● **Challenge**: Reproduce every one of the following records verbatim, keeping each line as it stands.
start
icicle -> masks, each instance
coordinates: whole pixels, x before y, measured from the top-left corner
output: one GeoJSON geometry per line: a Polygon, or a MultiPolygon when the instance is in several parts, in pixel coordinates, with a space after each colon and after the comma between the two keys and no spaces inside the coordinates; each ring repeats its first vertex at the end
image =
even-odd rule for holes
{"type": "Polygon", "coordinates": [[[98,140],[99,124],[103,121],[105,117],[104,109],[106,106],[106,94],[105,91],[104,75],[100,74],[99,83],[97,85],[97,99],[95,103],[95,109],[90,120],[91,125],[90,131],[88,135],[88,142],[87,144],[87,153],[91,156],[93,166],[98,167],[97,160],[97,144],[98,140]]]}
end
● **Answer for the task**:
icicle -> masks, each instance
coordinates: whole pixels, x before y, measured from the top-left corner
output: one GeoJSON geometry per line: a Polygon, or a MultiPolygon when the instance is in several parts, in pixel coordinates, with a space after each colon and after the comma between the two keys and no spaces inside the coordinates; each ring repeats its first vertex at the end
image =
even-odd rule for holes
{"type": "Polygon", "coordinates": [[[98,140],[99,124],[103,121],[105,117],[104,109],[106,106],[106,94],[105,91],[104,75],[100,74],[99,83],[97,85],[97,99],[95,103],[95,109],[90,120],[91,125],[90,131],[88,135],[88,142],[87,144],[87,153],[91,156],[93,166],[98,167],[97,160],[97,144],[98,140]]]}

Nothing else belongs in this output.